Second baseman Dan Gamache credits his parents and long-time mentor Jon Burke with helping him become the player he is today, says the Newport, R.I., native at Pittsburgh Pirates minor league spring training camp in Brandenton, Fla.

Gamache’s long-time hitting coach could be the answer

Second baseman’s hitting coach of 15 years still an important part of his training

BRADENTON, Fla. — Heading into the new season, second baseman Dan Gamache is hoping that his long-time mentor can help be the difference for him this year.

Gamache was hitting with a bit of pop in his bat Tuesday afternoon as he took part in Pittsburgh Pirates minor league spring training camp in Brandenton, Fla.

Besides his parents being a huge help in getting him to where he is now – likely starting the season with the Bradenton Marauders of the Class-A Advanced Florida State League – Gamache praises the guidance that he has received from his hitting coach of 15 years.

Given records
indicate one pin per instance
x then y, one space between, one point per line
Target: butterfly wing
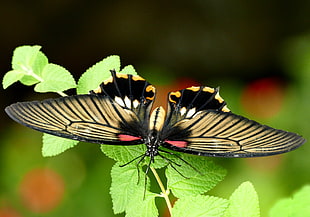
115 113
199 122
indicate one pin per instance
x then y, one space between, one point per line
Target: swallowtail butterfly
118 112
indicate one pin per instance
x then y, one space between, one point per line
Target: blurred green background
258 52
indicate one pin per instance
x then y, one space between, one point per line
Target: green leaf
297 206
53 145
11 77
199 205
199 180
129 70
243 202
24 57
123 154
55 78
125 185
95 75
140 206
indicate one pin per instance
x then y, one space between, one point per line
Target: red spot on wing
123 137
180 144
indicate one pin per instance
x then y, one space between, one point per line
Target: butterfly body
118 112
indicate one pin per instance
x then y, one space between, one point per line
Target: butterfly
118 112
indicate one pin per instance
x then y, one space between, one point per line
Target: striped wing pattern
114 109
200 119
76 117
222 134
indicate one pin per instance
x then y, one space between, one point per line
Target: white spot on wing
127 102
119 101
191 112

Assigned task 1
Answer these questions from the Dan Gamache article.
(a) What position does Gamache play?
(b) How many years has Gamache worked with his hitting coach?
(c) Which team is Gamache likely to start the season with?
Assigned task 2
Does each statement agree with the Dan Gamache article?
(a) Gamache is a native of Newport, R.I.
(b) Gamache struggled to make contact at the plate on Tuesday afternoon.
(c) Gamache was taking part in the Pittsburgh Pirates' major league spring training camp.
Assigned task 3
Could you pick up the Dan Gamache article from where it stops?
The listing has no connection to the Dan Gamache article.

Task result 1
(a) Second baseman.
(b) 15 years.
(c) The Bradenton Marauders of the Class-A Advanced Florida State League.

Task result 2
(a) Yes: "the Newport, R.I., native"
(b) No: "Gamache was hitting with a bit of pop in his bat Tuesday afternoon"
(c) No: "as he took part in Pittsburgh Pirates minor league spring training camp"

Task result 3
“Definitely my parents putting in the hours driving everywhere, and I have a coach back home that I’ve been with since I was eight,” says Gamache. “His name is Jon Burke; he has a hitting facility out of Rhode Island. It’s a very good facility. Mechanics-wise, he knows my swing better than anybody.”

The Newport, R.I., native received his first lesson from Burke before his age even reached double digits, when he attended an event that Burke was putting on for kids. Ultimately, it was Gamache’s father who was very impressed by what he saw from Burke and his teachings.

“I went to a clinic and my dad noticed that he really liked to work with the kids and he asked if he would teach me how to hit,” says Gamache. “Then he started his own business.”

Burke was a designated hitter and outfielder who spent his time playing college ball at the Community College of Rhode Island in 1992, where he lead the team with a .394 average, and with Florida’s Eckerd College where in his junior and senior years he led the school in hits. He also ranks among Eckerd’s top-five hitters of all time.

The majority of Burke’s professional playing time came in the Newport Sunset League. It was there that the future coach took home the league’s batting title four times. Burke now resides at the East Bay Baseball Academy, the facility that he founded and operates out of Bristol, RI.

For Gamache, this winter finally gave him the chance to get back to the facility.

“This off-season I had a chance to work there,” says the slugger. “It was the first off-season back home.”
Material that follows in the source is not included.